— Begin Data to use —

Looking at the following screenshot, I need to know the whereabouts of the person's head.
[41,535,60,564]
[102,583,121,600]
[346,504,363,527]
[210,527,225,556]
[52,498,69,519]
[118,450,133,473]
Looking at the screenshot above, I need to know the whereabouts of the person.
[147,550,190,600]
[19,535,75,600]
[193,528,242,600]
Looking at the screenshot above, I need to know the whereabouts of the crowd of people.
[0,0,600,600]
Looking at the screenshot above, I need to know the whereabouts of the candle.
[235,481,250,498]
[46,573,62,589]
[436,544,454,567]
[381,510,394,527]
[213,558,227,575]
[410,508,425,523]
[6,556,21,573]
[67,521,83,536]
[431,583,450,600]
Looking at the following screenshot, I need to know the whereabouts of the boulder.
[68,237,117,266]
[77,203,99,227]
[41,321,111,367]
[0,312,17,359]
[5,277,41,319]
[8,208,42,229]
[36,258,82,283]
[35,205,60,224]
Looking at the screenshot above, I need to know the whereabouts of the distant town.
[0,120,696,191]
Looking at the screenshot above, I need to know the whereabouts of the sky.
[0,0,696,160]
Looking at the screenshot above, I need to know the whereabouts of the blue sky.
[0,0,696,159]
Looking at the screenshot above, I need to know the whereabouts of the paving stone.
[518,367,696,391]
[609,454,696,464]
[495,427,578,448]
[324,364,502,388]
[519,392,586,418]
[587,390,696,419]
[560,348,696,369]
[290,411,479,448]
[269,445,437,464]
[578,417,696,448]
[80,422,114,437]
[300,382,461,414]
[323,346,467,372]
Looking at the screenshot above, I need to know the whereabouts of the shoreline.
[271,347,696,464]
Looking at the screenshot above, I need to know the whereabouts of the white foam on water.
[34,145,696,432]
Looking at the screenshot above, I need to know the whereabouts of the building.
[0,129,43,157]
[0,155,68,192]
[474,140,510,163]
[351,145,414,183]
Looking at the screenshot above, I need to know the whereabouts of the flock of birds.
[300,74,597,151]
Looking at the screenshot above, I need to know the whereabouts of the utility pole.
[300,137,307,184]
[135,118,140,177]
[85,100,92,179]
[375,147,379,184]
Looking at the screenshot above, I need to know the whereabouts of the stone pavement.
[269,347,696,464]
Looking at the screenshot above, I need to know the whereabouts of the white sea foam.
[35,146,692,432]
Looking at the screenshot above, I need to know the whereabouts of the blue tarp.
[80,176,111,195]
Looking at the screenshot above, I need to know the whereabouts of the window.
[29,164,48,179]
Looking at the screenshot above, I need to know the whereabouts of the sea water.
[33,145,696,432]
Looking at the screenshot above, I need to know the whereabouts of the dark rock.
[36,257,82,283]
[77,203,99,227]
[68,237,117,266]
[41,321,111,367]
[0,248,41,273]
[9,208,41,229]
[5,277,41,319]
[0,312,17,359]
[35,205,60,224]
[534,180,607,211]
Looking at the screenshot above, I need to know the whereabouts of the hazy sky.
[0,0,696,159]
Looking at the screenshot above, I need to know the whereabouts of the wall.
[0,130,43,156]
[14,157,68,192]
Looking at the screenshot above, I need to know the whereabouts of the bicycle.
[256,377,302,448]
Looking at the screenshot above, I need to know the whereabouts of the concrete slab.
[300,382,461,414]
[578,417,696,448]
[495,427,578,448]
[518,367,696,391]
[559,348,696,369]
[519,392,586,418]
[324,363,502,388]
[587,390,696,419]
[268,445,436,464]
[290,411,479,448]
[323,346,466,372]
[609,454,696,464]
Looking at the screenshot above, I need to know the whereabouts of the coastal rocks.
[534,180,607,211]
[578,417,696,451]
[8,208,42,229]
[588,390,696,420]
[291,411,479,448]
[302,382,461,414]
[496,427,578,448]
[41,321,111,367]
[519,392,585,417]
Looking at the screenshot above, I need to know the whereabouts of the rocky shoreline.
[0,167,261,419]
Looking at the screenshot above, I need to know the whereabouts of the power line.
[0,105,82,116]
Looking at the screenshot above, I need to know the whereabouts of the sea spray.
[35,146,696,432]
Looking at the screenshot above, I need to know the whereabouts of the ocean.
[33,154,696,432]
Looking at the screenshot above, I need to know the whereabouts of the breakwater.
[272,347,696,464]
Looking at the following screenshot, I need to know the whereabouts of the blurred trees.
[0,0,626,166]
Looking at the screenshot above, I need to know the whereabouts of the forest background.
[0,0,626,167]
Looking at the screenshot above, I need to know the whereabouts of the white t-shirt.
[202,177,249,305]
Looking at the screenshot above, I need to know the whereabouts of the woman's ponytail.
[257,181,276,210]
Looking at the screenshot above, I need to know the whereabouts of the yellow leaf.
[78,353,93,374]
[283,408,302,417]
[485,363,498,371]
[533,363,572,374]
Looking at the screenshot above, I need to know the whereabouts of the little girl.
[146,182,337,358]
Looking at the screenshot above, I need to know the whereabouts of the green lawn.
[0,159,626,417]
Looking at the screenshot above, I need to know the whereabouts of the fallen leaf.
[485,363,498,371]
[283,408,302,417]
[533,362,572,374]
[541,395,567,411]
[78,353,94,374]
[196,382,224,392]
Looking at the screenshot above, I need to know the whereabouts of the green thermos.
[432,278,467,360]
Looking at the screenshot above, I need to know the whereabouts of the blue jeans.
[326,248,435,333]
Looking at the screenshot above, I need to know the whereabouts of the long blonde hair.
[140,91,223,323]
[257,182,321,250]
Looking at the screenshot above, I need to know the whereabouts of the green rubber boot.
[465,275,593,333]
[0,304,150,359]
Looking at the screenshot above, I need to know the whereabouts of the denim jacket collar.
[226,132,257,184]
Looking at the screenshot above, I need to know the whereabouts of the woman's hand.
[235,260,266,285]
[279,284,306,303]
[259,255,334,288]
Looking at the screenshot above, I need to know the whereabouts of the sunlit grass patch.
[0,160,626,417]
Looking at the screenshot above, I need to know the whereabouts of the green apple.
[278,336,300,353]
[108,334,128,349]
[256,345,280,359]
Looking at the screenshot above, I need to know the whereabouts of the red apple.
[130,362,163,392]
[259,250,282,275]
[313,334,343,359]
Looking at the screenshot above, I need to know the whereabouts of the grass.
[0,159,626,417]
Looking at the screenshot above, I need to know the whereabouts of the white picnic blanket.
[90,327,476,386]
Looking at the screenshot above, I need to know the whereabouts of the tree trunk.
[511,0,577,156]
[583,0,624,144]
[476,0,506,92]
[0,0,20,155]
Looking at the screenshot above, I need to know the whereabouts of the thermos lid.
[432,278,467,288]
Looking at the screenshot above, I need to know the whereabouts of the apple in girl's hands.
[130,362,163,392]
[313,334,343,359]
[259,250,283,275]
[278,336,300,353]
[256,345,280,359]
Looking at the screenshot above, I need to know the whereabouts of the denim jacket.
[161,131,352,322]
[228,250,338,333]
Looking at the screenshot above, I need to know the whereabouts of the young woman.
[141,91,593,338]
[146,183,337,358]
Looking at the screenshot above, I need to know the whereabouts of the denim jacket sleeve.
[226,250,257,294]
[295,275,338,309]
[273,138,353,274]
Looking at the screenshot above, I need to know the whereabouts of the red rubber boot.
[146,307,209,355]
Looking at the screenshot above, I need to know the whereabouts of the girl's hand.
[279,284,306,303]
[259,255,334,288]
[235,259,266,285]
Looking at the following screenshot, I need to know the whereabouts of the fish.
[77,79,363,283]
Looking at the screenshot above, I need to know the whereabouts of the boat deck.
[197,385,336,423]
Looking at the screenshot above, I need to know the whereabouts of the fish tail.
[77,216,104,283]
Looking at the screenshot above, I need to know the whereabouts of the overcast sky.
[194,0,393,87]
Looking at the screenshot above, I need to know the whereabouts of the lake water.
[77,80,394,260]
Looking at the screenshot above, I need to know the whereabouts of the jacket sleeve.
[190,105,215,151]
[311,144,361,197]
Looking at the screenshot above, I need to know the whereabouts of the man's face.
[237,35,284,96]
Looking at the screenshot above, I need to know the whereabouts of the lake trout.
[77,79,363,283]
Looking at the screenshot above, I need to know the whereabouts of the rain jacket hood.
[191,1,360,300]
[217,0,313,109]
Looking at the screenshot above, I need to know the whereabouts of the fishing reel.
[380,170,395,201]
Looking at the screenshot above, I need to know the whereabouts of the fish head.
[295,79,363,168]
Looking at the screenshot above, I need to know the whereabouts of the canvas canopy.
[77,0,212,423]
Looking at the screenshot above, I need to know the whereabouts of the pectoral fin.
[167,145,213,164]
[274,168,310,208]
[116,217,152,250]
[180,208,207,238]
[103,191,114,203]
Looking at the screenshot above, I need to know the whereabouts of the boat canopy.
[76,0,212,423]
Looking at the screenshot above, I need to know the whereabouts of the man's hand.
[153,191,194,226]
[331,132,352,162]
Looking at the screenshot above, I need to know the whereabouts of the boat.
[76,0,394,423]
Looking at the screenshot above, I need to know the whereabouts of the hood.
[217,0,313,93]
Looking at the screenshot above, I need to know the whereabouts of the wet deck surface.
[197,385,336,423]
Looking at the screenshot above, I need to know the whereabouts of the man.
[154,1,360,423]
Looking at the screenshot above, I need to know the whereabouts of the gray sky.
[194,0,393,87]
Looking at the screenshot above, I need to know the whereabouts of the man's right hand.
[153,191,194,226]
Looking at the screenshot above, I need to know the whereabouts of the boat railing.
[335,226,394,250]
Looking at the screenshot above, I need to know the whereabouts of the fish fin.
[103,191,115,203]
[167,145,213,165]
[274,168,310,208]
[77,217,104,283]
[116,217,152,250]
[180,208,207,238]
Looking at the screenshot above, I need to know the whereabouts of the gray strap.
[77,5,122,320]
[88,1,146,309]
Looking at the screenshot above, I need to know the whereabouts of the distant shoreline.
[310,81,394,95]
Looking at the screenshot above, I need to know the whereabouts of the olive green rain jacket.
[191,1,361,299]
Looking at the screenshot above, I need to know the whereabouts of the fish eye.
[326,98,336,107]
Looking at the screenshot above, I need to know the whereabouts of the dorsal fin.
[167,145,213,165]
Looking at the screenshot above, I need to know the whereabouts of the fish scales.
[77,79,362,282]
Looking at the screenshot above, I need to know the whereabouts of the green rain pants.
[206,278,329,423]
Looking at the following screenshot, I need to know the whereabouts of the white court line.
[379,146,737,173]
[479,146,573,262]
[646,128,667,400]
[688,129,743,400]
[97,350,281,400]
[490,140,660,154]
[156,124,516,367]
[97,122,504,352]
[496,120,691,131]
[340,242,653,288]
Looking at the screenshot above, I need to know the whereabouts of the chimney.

— End Data to use —

# Short task
Format as a Markdown table with columns Row and Line, one row per line and blank lines omitted, every line from the one containing "the boat railing." up to and including the one containing "[310,81,394,95]".

# Exercise answer
| Row | Line |
|---|---|
| 1 | Looking at the screenshot above, I need to know the whereabouts of the boat railing. |
| 2 | [335,226,394,250] |
| 3 | Looking at the screenshot above, I need to know the whereabouts of the fish fin. |
| 4 | [103,191,115,203] |
| 5 | [167,145,213,165] |
| 6 | [274,168,310,208] |
| 7 | [77,217,104,283] |
| 8 | [116,217,152,250] |
| 9 | [180,208,207,238] |
| 10 | Looking at the screenshot above, I need to know the whereabouts of the gray strap. |
| 11 | [77,5,122,320] |
| 12 | [88,1,146,309] |
| 13 | Looking at the screenshot above, I need to know the whereabouts of the distant shoreline. |
| 14 | [310,81,394,95] |